→ **Dataset**:
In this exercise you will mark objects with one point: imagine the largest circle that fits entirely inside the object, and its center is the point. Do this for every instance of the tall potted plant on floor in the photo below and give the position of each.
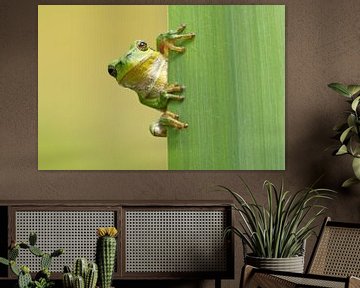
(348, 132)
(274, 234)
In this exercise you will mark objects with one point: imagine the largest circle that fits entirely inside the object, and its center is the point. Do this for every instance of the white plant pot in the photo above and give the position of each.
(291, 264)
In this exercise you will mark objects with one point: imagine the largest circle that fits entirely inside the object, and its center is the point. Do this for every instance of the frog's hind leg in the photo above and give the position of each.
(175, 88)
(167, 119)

--

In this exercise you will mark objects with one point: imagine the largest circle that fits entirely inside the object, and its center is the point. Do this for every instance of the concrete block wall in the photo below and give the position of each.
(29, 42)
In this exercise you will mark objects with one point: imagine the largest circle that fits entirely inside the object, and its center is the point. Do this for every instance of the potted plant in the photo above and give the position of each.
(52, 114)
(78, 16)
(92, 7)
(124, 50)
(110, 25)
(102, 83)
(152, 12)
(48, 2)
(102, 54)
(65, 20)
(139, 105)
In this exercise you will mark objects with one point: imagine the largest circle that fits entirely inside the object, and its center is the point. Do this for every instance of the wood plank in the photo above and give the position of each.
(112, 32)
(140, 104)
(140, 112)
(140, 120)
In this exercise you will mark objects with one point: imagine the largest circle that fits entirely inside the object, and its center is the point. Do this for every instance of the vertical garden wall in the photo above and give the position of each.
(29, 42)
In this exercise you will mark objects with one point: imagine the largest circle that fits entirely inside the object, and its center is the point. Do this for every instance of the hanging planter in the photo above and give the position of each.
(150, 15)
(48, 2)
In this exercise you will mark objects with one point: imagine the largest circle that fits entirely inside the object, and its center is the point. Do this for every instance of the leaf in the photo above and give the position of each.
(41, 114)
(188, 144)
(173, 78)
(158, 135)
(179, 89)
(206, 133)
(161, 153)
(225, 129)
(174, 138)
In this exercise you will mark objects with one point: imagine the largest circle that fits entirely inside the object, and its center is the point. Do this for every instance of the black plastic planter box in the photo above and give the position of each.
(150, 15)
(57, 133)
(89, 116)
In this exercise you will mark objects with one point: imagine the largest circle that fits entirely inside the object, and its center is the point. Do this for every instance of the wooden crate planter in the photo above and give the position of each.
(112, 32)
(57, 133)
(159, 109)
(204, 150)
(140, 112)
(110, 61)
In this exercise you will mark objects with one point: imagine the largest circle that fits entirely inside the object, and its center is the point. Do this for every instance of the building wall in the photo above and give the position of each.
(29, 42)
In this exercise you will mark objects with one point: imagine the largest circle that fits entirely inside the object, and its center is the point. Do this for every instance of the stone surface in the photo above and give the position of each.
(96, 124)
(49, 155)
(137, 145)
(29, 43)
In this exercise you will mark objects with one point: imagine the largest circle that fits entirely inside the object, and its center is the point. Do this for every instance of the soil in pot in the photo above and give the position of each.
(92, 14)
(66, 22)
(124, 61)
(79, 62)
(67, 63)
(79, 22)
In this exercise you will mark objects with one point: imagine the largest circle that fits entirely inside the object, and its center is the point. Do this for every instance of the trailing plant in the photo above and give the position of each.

→ **Challenge**:
How many rows above contain the string "hanging"? Reply with the number only.

→ **Exercise output**:
1